*SET EXERCISE*
Retype the lines of the material below without changing anything. Omit the pictures from your answer.

[Start of DATA LISTING]

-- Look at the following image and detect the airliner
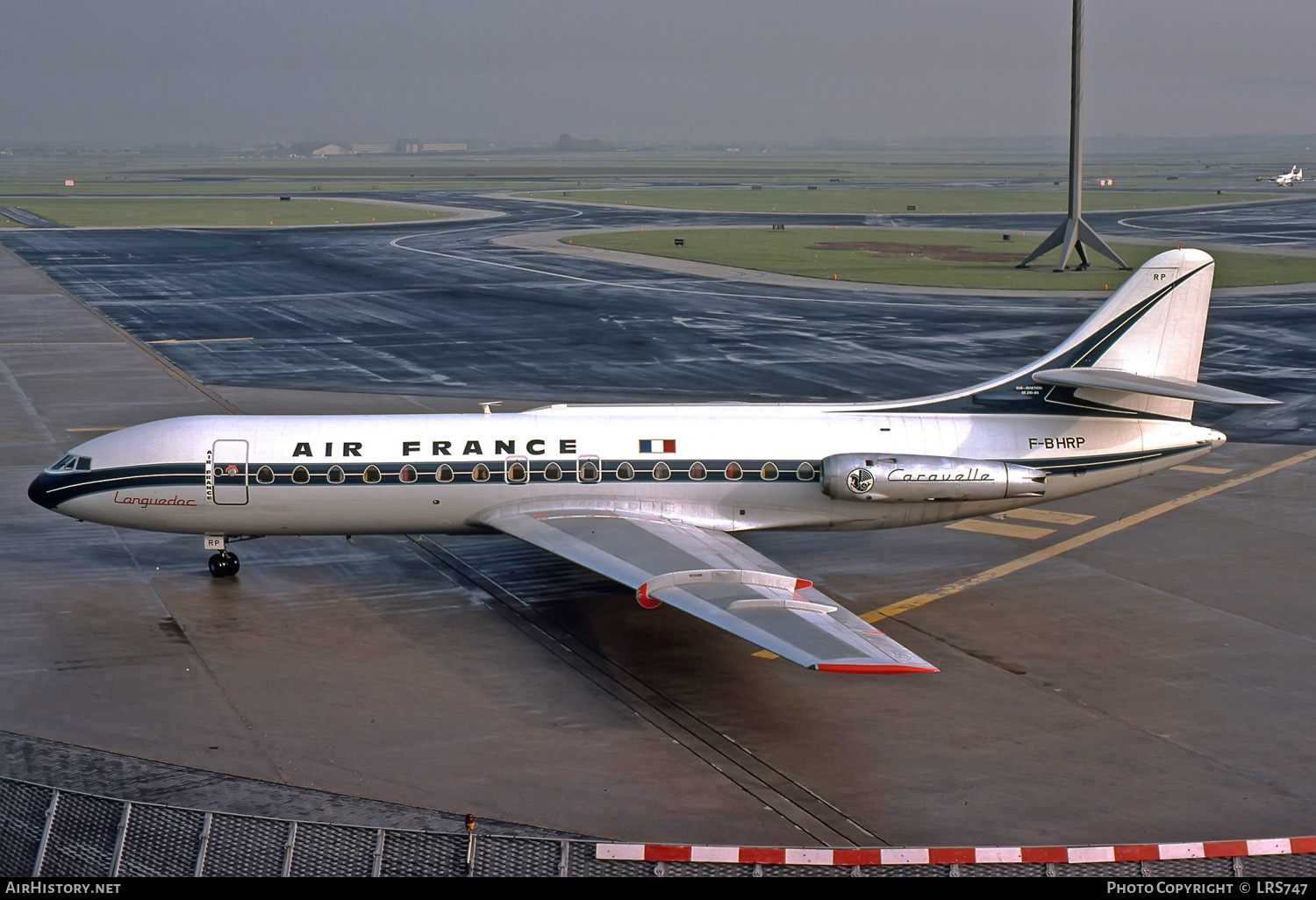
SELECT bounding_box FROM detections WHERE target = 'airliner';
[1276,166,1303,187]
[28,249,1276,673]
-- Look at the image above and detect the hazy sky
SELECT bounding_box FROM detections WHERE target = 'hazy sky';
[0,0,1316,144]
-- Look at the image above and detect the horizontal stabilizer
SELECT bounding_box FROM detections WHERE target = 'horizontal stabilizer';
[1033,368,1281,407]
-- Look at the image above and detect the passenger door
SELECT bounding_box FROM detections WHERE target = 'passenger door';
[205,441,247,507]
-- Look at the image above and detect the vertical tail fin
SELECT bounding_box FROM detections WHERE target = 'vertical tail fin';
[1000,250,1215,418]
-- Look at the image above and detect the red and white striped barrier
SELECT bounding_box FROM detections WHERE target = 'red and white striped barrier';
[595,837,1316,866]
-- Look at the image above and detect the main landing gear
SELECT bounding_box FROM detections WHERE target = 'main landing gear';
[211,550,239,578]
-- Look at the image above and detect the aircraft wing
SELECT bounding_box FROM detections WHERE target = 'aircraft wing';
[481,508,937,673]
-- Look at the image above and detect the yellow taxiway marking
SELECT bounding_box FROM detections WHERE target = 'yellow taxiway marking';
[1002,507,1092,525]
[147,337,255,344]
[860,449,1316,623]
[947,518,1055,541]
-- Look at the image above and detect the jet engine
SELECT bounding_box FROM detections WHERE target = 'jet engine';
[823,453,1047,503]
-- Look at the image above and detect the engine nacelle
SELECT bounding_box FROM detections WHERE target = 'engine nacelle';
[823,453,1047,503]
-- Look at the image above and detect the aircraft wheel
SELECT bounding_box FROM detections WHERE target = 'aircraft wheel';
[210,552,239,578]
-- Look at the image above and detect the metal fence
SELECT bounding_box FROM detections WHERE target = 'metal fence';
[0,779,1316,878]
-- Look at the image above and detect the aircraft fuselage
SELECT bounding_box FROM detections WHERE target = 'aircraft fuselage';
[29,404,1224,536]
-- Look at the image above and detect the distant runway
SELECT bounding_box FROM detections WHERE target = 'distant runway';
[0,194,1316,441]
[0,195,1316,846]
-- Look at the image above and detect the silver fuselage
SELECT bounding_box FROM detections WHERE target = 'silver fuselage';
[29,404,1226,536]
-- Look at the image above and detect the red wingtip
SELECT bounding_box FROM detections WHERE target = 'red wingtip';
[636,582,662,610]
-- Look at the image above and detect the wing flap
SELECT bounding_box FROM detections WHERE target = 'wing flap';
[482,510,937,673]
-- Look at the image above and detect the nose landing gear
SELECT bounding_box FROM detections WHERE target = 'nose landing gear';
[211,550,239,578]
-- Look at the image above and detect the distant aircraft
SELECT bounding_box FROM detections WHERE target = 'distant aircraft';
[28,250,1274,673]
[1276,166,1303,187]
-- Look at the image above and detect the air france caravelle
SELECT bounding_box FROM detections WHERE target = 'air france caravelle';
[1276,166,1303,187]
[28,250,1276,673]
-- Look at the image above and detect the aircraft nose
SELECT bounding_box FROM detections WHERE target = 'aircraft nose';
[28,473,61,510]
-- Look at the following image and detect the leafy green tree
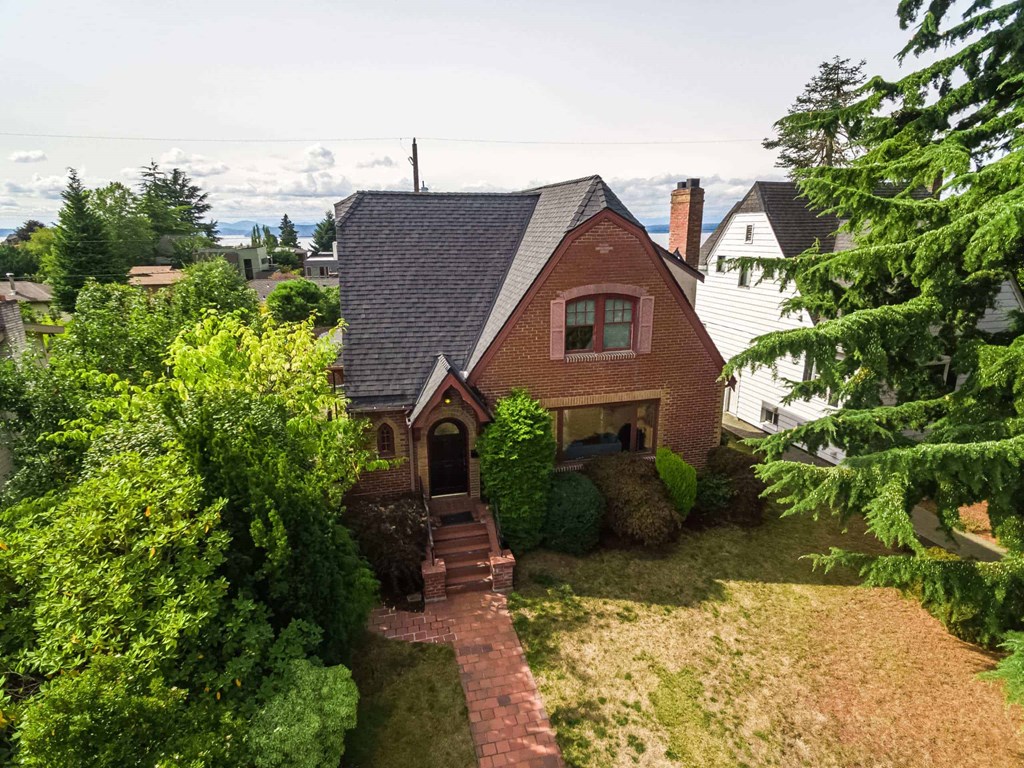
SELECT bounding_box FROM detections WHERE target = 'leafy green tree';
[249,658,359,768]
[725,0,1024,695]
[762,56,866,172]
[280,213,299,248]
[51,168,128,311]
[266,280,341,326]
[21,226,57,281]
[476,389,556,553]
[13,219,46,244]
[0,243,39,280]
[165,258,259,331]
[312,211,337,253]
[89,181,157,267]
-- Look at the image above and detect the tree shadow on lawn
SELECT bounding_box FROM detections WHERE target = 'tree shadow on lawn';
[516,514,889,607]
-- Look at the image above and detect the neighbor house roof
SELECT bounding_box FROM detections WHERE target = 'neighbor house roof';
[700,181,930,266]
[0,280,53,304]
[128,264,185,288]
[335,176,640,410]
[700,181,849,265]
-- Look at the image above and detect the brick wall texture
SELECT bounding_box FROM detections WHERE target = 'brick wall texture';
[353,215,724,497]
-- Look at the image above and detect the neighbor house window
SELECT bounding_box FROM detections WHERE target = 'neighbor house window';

[End of DATA LISTING]

*IN RESPONSE*
-- Look at the following image and detect the airliner
SELECT bounding_box FROM detections WHERE target = 'airliner';
[1276,166,1303,187]
[28,249,1276,673]
-- Look at the image above and detect the hazy sky
SELECT bounding_box FROM detections WHERE target = 'hazy sky';
[0,0,1316,144]
-- Look at the image above and detect the horizontal stabilizer
SELECT bounding_box FROM detections WHERE target = 'horizontal stabilizer';
[1033,368,1281,407]
-- Look at the image above and detect the passenger door
SELECT bounding_box FROM detections WHERE target = 'passenger door';
[205,441,247,507]
-- Look at the image above and detect the vertical tail fin
SELECT bounding_box FROM detections WHERE target = 'vertical tail fin';
[1000,250,1215,418]
-- Look at the image above and detect the red and white striped barrier
SELECT bounding_box FROM detections WHERE target = 'red and white striped barrier';
[595,837,1316,866]
-- Look at the image above and detect the main landing gear
SELECT bounding_box FROM detections WHERE target = 'main landing gear';
[211,550,239,578]
-- Look at the image above and detect the aircraft wing
SELECT bounding_box FROM detections WHERE target = 'aircraft wing';
[481,508,937,673]
-- Look at the image above and detect the yellow taxiway marking
SELECT bounding_box FROM detections WHERE target = 'yellow taxiway marking';
[1002,507,1092,525]
[147,337,255,344]
[860,449,1316,623]
[947,518,1055,541]
-- Look at the image above and detect the jet engine
SELECT bounding_box FROM detections WHERE target = 'jet engine';
[823,453,1047,503]
-- Look at the image above and detect the engine nacelle
SELECT bounding_box FROM detections WHERE target = 'engine nacelle';
[823,453,1047,503]
-- Look at the image above and detect the aircraft wheel
SELECT bounding_box FROM detections WHERE target = 'aircraft wheel';
[210,552,239,578]
-- Look at the image above and detect the metal fence
SELECT bounding_box FROM detections WHERE target = 'metal fence';
[0,779,1316,878]
-- Look at the image above and detect the aircraft fuselage
SELECT bounding_box FROM detections WHERE target = 'aircraft fuselage';
[29,404,1224,536]
-- Look at the image above and detect the distant runway
SELECT bounding_box FROM detections WHERE target = 'distant runway';
[0,194,1316,441]
[0,195,1316,846]
-- Look at the image above and detect the silver fuselage
SELECT bounding_box FROM detections WHERE target = 'silver fuselage';
[29,404,1226,536]
-- Look at the image above and detect the red wingtip
SELECT bounding_box FROM detections WHERE target = 'red wingtip';
[636,582,662,610]
-- Look at the image above and detect the wing flap
SELECT bounding_box FROM detections WHERE target = 'wing flap';
[482,510,937,673]
-- Look at the image above and detect the nose landing gear
SELECT bounding_box FROM detections WHERE target = 'nose landing gear';
[211,550,239,578]
-- Look at the image above and detect the distant aircraft
SELECT bounding_box FROM detections WHERE target = 'distant aircraft';
[28,250,1274,673]
[1276,166,1303,187]
-- Look at the image above and detect the air france caravelle
SELECT bounding_box FROM detections WHERE target = 'air france caravelle';
[1276,166,1303,187]
[28,250,1276,673]
-- Look at the image above and detect the aircraft nose
SELECT bounding_box FROM detections WHERE target = 'aircraft nose';
[28,473,61,510]
-- Look at the following image and detect the leafy green tree
SELECT bounding_box FROM detections WHERE target = 'leafy green tree';
[249,658,359,768]
[725,0,1024,695]
[762,56,866,172]
[280,213,299,248]
[51,168,128,311]
[266,280,341,326]
[21,226,57,281]
[476,389,556,553]
[13,219,46,244]
[0,243,39,280]
[165,258,259,331]
[312,211,337,253]
[89,181,157,267]
-- Look at the image above and detect the tree shadow on lawn
SELECT bounding_box FROM detections WHERE target = 'tree shadow on lawn';
[516,514,889,607]
-- Look at the image above and detect the neighbor house roof
SELECT bounding_box FROM detections WHERE target = 'neighbor house roof';
[700,181,930,266]
[0,280,53,304]
[128,264,185,288]
[335,176,640,410]
[700,181,849,265]
-- Look at the image above and detect the brick wall texture
SELECT bounding_box FROM detections WHERE target = 'brick wall texture';
[353,215,724,497]
-- Look at the image above and detect the neighbor house window
SELECT bounding_box FROM detections WHERE target = 'neighbor house window';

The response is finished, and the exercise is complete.